▶ What is needed
Write the entries below out again exactly; any picture in them stays out.

(Natural language region descriptions)
☆ ☆ ☆ ☆ ☆ ☆ ☆

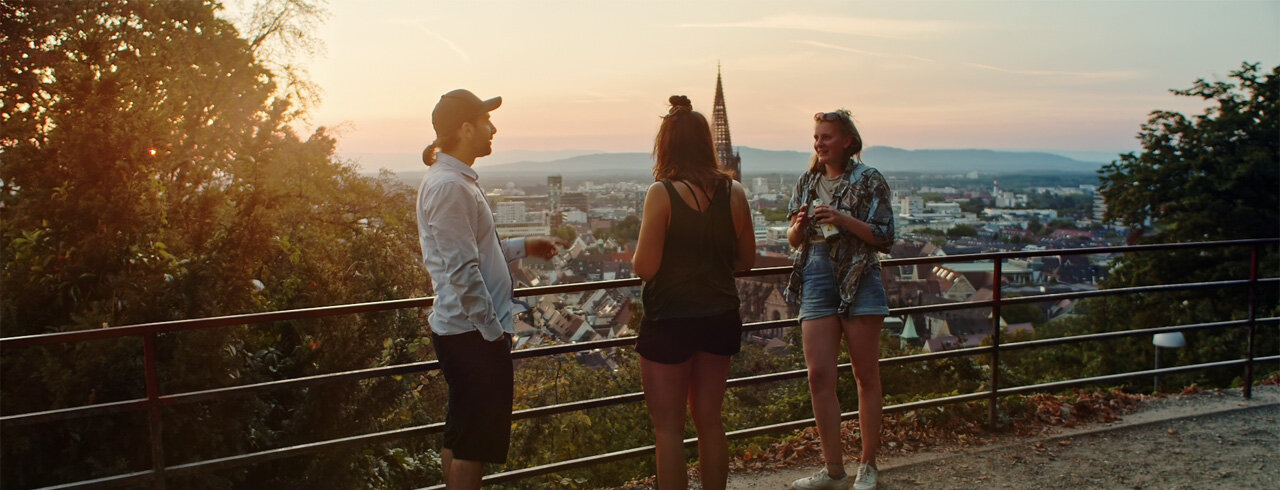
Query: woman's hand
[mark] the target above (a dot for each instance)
(824, 214)
(800, 218)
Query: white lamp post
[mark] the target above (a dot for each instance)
(1169, 339)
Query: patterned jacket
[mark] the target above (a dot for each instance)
(864, 195)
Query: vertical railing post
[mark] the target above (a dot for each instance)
(149, 369)
(995, 344)
(1253, 302)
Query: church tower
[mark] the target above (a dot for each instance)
(720, 133)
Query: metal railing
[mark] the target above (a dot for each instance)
(155, 401)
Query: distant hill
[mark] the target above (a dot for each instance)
(768, 161)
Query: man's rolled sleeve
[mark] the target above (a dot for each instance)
(455, 238)
(513, 248)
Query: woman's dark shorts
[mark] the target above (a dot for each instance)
(480, 375)
(675, 340)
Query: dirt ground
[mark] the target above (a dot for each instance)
(1201, 440)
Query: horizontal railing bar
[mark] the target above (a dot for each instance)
(1037, 298)
(577, 287)
(73, 412)
(577, 406)
(137, 404)
(1072, 339)
(940, 355)
(792, 425)
(191, 324)
(197, 324)
(1074, 383)
(248, 458)
(218, 393)
(973, 257)
(732, 435)
(108, 481)
(302, 314)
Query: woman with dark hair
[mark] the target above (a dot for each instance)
(840, 219)
(696, 230)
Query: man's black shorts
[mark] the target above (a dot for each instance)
(675, 340)
(479, 372)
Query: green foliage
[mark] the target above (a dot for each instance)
(961, 230)
(1208, 177)
(150, 174)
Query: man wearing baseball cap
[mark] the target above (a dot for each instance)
(471, 319)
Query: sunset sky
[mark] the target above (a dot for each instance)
(1075, 76)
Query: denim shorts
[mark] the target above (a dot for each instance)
(819, 292)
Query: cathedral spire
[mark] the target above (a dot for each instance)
(720, 132)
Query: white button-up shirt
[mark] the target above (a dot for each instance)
(462, 252)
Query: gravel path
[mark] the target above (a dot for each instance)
(1219, 440)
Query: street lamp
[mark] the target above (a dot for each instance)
(1169, 339)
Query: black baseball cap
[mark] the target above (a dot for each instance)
(460, 106)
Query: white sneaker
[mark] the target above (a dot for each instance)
(865, 479)
(822, 481)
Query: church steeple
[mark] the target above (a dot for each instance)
(720, 133)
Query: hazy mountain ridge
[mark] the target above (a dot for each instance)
(769, 161)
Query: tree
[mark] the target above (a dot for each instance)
(149, 174)
(1211, 177)
(1208, 177)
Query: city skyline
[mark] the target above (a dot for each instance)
(595, 76)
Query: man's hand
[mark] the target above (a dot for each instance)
(543, 247)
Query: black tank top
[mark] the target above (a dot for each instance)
(695, 276)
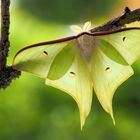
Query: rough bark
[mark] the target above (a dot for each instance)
(119, 22)
(6, 73)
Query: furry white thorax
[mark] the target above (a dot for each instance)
(85, 43)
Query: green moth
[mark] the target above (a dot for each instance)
(89, 60)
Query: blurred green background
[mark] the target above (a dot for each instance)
(30, 110)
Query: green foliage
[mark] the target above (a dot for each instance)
(30, 110)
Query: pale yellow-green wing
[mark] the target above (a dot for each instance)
(77, 83)
(127, 43)
(37, 60)
(109, 70)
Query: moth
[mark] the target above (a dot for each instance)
(90, 60)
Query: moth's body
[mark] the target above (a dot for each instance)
(86, 45)
(110, 54)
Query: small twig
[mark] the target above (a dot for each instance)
(6, 73)
(5, 23)
(127, 18)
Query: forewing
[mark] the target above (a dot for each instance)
(77, 83)
(109, 70)
(37, 60)
(127, 43)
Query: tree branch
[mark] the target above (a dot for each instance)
(5, 23)
(6, 73)
(119, 22)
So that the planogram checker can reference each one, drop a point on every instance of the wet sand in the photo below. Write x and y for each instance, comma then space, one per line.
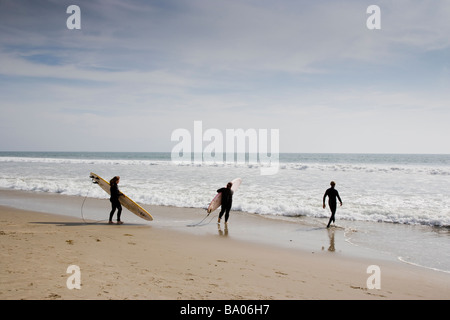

☆ ☆ ☆ ☆ ☆ ☆ ☆

▶ Answer for this exercise
Query: woman's hand
[mark] the target above (a dot for each instance)
(824, 214)
(800, 218)
Query: white lamp post
[mark] the target above (a dot for each instance)
(1169, 339)
Query: patterned jacket
[mark] the target above (a dot for each instance)
(864, 195)
Query: vertical railing post
[mark] the target above (a dot for each instance)
(149, 369)
(995, 344)
(1253, 302)
Query: church tower
[mark] the target above (a dot for each instance)
(720, 133)
Query: metal railing
[mark] the target above (a dot for each instance)
(155, 401)
Query: distant hill
[mark] the target above (a dot for each instance)
(768, 161)
Query: man's rolled sleeve
[mark] the target above (a dot for each instance)
(455, 238)
(513, 248)
Query: woman's dark shorts
[mark] the target above (a dot for each instance)
(480, 375)
(675, 340)
Query: dirt ground
[mark] the target above (a dot for each instance)
(1201, 440)
Query: horizontal railing bar
[mark] the target above (a dot for each instance)
(1037, 298)
(577, 287)
(73, 412)
(577, 406)
(137, 404)
(1072, 339)
(940, 355)
(792, 425)
(191, 324)
(197, 324)
(1074, 383)
(248, 458)
(218, 393)
(973, 257)
(732, 435)
(108, 481)
(302, 314)
Query: woman with dark hair
[mark] the target above (a dot for each instance)
(840, 219)
(696, 230)
Query: man's black shorts
[mark] the target above (a dot for each instance)
(675, 340)
(479, 372)
Query: green foliage
[mark] the target above (a dot for each instance)
(961, 230)
(1208, 177)
(150, 174)
Query: man wearing baseball cap
[mark] the target above (a dot for each instance)
(471, 319)
Query: sunset sky
[mark] the target above (a dot for each instance)
(1075, 76)
Query: denim shorts
[mark] the target above (a dot for each instance)
(819, 292)
Query: cathedral spire
[mark] the target above (a dot for each instance)
(720, 132)
Query: white button-up shirt
[mark] the target above (a dot for each instance)
(462, 252)
Query: gravel path
[mark] the target above (a dot for each instance)
(1219, 440)
Query: street lamp
[mark] the target above (a dot for each instance)
(1169, 339)
Query: black baseball cap
[mark] the target above (a dot for each instance)
(460, 106)
Query: white sneaker
[mark] the target above (a dot for each instance)
(865, 479)
(822, 481)
Query: church steeple
[mark] the target above (a dot for each instance)
(720, 133)
Query: hazy mountain ridge
[mark] the target above (a dot for each instance)
(769, 161)
Query: tree
[mark] the target above (a dot for each instance)
(149, 174)
(1211, 177)
(1208, 177)
Query: city skyline
[mark] the target above (a dot for each instance)
(595, 76)
Query: man's hand
[mark] the target above (a dot for each instance)
(543, 247)
Query: black tank top
[mark] the target above (a dot for each instance)
(695, 276)
Query: rough bark
[mark] the target above (a dot for each instance)
(119, 22)
(6, 73)
Query: furry white thorax
[mark] the target above (a dot for each instance)
(85, 43)
Query: green moth
[mark] the target above (a dot for each instance)
(89, 60)
Query: blurred green background
[mark] the target above (a dot for each instance)
(30, 110)
Query: green foliage
[mark] the target above (a dot for each instance)
(30, 110)
Query: pale yellow-green wing
[mark] the target above (a dot for each instance)
(77, 83)
(127, 43)
(37, 60)
(109, 70)
Query: moth
[mark] the target above (a dot for each instance)
(90, 60)
Query: moth's body
[mark] the target above (a dot for each instance)
(86, 45)
(110, 54)
Query: small twig
[mark] the target above (a dot for each instance)
(6, 73)
(5, 23)
(127, 18)
Query: forewing
[mark] the target above (a dot for each instance)
(77, 83)
(109, 70)
(37, 60)
(127, 43)
Query: tree branch
[mark] the target above (a dot for each instance)
(5, 23)
(6, 73)
(119, 22)
So that the planogram checker can reference each one, drop a point on every instance of the wet sand in the photo below. Write x and y for each instance, comma then space, one per line.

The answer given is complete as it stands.